[Region labeling records]

=-=-=-=-=

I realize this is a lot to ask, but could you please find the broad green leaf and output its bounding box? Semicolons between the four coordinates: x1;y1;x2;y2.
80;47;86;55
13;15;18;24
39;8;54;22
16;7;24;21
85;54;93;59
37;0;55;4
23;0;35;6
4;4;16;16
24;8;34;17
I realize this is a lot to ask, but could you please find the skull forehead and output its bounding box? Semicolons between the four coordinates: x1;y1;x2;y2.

=-=-=-=-=

__Task goal__:
Output every line of the records above word for word, with no changes.

__Exercise result__:
I realize this is a lot to ask, but could you please find the broad green leaf and output its bounding box? Semicolons between the four coordinates: x1;y1;x2;y2.
80;47;86;55
13;15;18;24
39;8;54;22
16;7;24;21
85;54;93;59
37;0;55;4
23;0;35;6
4;4;16;16
24;8;34;17
I realize this is a lot to ask, but could you please find the skull forehead and output its bounding box? Semicolons between the four coordinates: x1;y1;x2;y2.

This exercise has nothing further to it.